PASSAGE FOR REVIEW —

╔══

The links below are stories Kelley collected from those involved in the early chapter of reducing the pollution of rivers and streams and tributaries of the lake.

June 19, 2009 - 9:51am

Mr. Kelley's & others recollections are all factual and correct

Marc Lefkowitz Says:

Marc H,
While your theories and comments are correct about the water quality of the Lake, what Ed Kelley and the others have collected here are their recollections, particularly of the events in the aftermath of the 1969 fire. All of what they reported is true. Seeing as how they didn’t go back to report what others did or thought before 1969 and only reported their views based on their experiences, I’m not sure why your message is pointed in their direction. In my opinion, what you’ve done is added to the information that Mr. Kelley, Mr. Curtis and the others have provided.

June 18, 2009 - 9:05am

Historical Memory of the Cuyahoga Fire is Wrong

MarcH Says:

Respectfully,
While Mr. Kelley has most likely done many good works on behalf of the Cuyahoga River, his memory of events surrounding the environmental movement in Cleveland are a little off. I did my thesis on the environmental movement in Cleveland surrounding the river and the "death" of Lake Erie, so it's something I'm familiar with.

Anyways, I'm afraid Mr. Kelley's memory of what was going on in Cleveland is off. Reporting about the "death" of Lake Erie began in 1961 when reports about the disappearance of the Canadian soldier, the huge swarms of lake-born insects that the shore used to be well known for, began to circulate. As this insect is a vital portion of the Lake's foodchain, biologists and fishermen became concerned, and began to look more into the health of the Lake and what they discovered was large "dead" anaerobic portions of the Lake, caused by overfertilization and large blooms of cladophora. Cladophora has the side effect of being nasty to swim in, and clogs public beaches in the summer time as it washes on shore. So, already by the early 60's the academic, commercial and sports fishermen and beach going public was beginning to rise the alarm.

╚══

DIRECTIONS —
- 1) Answer these questions from the Cuyahoga River comments, one answer per line, marked to match:
(a) In what year did reporting about the "death" of Lake Erie begin?
(b) Which fire do Kelley and the others mainly recall, according to Marc Lefkowitz?
(c) What was the subject of MarcH's thesis?
- 2) Repeat the Cuyahoga River comments word for word from "June 19, 2009" up to and including "others have provided.".
- 3) Write the next part of the Cuyahoga River comments, picking up after their final sentence.

INFORMATION SUPPLIED —
╔══

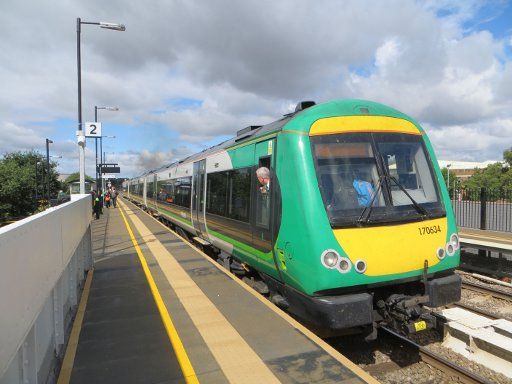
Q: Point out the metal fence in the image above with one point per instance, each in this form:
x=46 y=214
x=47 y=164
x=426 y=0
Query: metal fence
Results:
x=483 y=208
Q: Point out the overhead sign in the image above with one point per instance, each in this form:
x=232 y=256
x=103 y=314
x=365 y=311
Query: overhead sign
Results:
x=93 y=129
x=111 y=170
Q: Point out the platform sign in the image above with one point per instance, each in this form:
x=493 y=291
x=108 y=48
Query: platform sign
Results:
x=93 y=129
x=106 y=169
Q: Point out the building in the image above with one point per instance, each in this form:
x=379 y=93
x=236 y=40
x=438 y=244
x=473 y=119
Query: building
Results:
x=464 y=169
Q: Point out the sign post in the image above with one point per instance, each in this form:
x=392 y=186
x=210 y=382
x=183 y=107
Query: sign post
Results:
x=93 y=129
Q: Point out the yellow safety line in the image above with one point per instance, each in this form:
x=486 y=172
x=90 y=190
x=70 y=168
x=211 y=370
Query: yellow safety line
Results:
x=179 y=350
x=69 y=356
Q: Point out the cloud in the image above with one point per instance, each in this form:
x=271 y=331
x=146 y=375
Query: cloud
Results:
x=247 y=63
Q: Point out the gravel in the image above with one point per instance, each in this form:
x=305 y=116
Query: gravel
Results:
x=483 y=371
x=474 y=280
x=498 y=307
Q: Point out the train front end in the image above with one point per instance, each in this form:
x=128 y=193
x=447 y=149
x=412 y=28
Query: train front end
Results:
x=382 y=240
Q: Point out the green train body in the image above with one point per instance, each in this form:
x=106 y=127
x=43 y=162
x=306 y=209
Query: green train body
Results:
x=315 y=237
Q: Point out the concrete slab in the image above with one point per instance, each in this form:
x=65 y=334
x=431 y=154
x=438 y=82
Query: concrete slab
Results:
x=480 y=339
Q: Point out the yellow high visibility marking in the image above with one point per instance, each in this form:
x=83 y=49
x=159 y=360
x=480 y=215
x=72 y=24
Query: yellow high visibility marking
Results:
x=346 y=124
x=420 y=326
x=179 y=350
x=393 y=249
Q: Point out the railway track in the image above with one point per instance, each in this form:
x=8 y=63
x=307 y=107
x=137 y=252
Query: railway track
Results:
x=487 y=290
x=437 y=361
x=478 y=311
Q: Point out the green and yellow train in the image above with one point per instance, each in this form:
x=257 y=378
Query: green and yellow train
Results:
x=353 y=227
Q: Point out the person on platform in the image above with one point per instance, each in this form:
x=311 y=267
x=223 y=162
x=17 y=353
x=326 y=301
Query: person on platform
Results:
x=114 y=194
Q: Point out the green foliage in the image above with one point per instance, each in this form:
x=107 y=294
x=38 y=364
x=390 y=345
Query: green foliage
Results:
x=494 y=177
x=507 y=156
x=18 y=183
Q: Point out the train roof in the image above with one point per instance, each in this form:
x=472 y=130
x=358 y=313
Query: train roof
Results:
x=344 y=107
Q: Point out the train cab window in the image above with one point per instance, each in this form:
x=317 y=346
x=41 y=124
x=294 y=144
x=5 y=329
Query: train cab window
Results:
x=390 y=173
x=263 y=195
x=407 y=163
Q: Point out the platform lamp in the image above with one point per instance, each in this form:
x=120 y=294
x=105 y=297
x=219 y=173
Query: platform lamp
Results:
x=80 y=134
x=37 y=181
x=48 y=142
x=448 y=166
x=98 y=172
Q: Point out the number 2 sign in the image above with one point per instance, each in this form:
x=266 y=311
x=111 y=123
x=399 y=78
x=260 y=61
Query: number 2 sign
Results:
x=93 y=129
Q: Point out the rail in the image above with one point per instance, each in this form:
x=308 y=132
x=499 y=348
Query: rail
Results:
x=435 y=360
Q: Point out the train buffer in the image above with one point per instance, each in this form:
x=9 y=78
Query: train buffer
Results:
x=159 y=311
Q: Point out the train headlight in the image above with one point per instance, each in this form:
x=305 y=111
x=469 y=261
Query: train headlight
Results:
x=344 y=265
x=360 y=266
x=450 y=249
x=454 y=239
x=330 y=258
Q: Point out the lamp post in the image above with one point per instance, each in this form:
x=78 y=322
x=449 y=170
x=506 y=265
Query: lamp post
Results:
x=37 y=181
x=448 y=177
x=80 y=134
x=48 y=142
x=98 y=172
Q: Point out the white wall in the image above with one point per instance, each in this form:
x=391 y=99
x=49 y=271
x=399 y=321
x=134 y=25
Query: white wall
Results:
x=42 y=263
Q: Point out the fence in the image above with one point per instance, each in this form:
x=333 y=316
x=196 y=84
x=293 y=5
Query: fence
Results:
x=483 y=208
x=43 y=260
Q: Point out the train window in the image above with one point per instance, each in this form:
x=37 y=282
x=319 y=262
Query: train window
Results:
x=239 y=194
x=165 y=192
x=216 y=193
x=352 y=167
x=149 y=190
x=263 y=196
x=183 y=187
x=407 y=163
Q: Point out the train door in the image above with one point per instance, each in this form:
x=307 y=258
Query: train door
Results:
x=198 y=197
x=144 y=192
x=263 y=197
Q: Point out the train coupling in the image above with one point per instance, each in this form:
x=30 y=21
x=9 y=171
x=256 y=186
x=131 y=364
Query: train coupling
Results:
x=406 y=313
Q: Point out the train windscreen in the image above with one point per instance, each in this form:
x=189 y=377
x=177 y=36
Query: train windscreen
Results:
x=367 y=178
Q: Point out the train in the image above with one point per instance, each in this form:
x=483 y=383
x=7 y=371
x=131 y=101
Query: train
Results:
x=338 y=212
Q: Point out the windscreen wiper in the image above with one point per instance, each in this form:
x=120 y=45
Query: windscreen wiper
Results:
x=369 y=207
x=415 y=204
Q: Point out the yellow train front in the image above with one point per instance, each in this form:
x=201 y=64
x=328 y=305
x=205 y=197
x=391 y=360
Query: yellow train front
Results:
x=367 y=232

╚══

SET OF ANSWERS —
- 1)
(a) 1961
(b) The 1969 fire
(c) The environmental movement in Cleveland surrounding the river and the "death" of Lake Erie

- 2)
June 19, 2009 - 9:51am

Mr. Kelley's & others recollections are all factual and correct

Marc Lefkowitz Says:

Marc H,
While your theories and comments are correct about the water quality of the Lake, what Ed Kelley and the others have collected here are their recollections, particularly of the events in the aftermath of the 1969 fire. All of what they reported is true. Seeing as how they didn’t go back to report what others did or thought before 1969 and only reported their views based on their experiences, I’m not sure why your message is pointed in their direction. In my opinion, what you’ve done is added to the information that Mr. Kelley, Mr. Curtis and the others have provided.

- 3)
The death of the lake was largely blamed on municipal polluters on the rivers feeding into the Lake, of which Cleveland was the worst. In 1965, a local car dealership owner decided to do something about it, and kicked off the "Save Lake Erie" campaign, garnering over a million signatures for petitions. The movement was entirely Cleveland based - almost all the signatures collected from people from Sandusky to Painesville and south towards Akron, and largely focused on cleaning the Cuyahoga. Around this time major municipal figures started making a stink about it, like when the Cleveland city fire chief publicly declared the river a "fire hazard" and it became a talking point for then candidate for mayor Carl Stokes.

In 1968, a municipal bond item to clean up the river was put up for a referendum and passed. The bond item was for $100 million dollars, the single largest state or local environmental bond item in history up until that point, voter approved. It was in fact, a little over half the size of the federally approved cleanup funds for the entire country! So, prior to the fire even happening, environmentalists were already celebrating a victory.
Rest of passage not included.